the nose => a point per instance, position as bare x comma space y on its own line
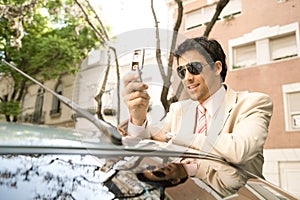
188, 75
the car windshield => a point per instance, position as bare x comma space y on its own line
56, 163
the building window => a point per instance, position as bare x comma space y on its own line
291, 96
244, 56
264, 45
283, 47
56, 104
204, 15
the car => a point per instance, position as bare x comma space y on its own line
43, 162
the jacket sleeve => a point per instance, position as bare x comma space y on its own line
245, 131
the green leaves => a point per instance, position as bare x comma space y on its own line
52, 38
10, 108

_Written problem_
Rewrite every line of the items above, keeping the text lines as they are and multiplying each point coordinate by 0.4, rounded to the nearest whole number with halves rounded up. Leave the pictures out of the output.

_Response below_
the nose => a point per instance, position as bare x comma space y on its own line
75, 30
the car windshield => a point per instance, position as bare x comma space y on its own line
22, 65
the building window => a point per instance, position as bare x comma space y on its own line
116, 38
98, 22
106, 18
113, 19
22, 42
82, 6
the car => a point per instance, position as bare x comma space y on its own line
17, 65
the jacket sleeve => a point per instance, position as bare x comma space y on its own line
98, 52
the green leaves => a point per instance, position as bare x comma space y on its own line
21, 15
4, 43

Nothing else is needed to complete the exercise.